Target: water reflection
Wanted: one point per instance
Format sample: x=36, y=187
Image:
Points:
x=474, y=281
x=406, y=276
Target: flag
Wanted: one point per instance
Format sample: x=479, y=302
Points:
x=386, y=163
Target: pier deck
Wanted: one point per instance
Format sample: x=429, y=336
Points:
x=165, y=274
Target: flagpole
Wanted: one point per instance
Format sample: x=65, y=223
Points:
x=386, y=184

* * *

[EXERCISE INSTRUCTIONS]: Write the records out once more. Change nothing.

[WORKED SOLUTION]:
Target: water reflection
Wanted: one point per instance
Format sample: x=36, y=187
Image:
Points:
x=474, y=281
x=406, y=276
Target: flag
Wanted: one point per instance
Format sample: x=479, y=302
Points:
x=386, y=163
Target: pier deck
Wanted: one point per instance
Format sample: x=429, y=336
Points:
x=165, y=274
Target: flagpole
Wanted: one point per instance
Format sample: x=65, y=223
Points:
x=386, y=184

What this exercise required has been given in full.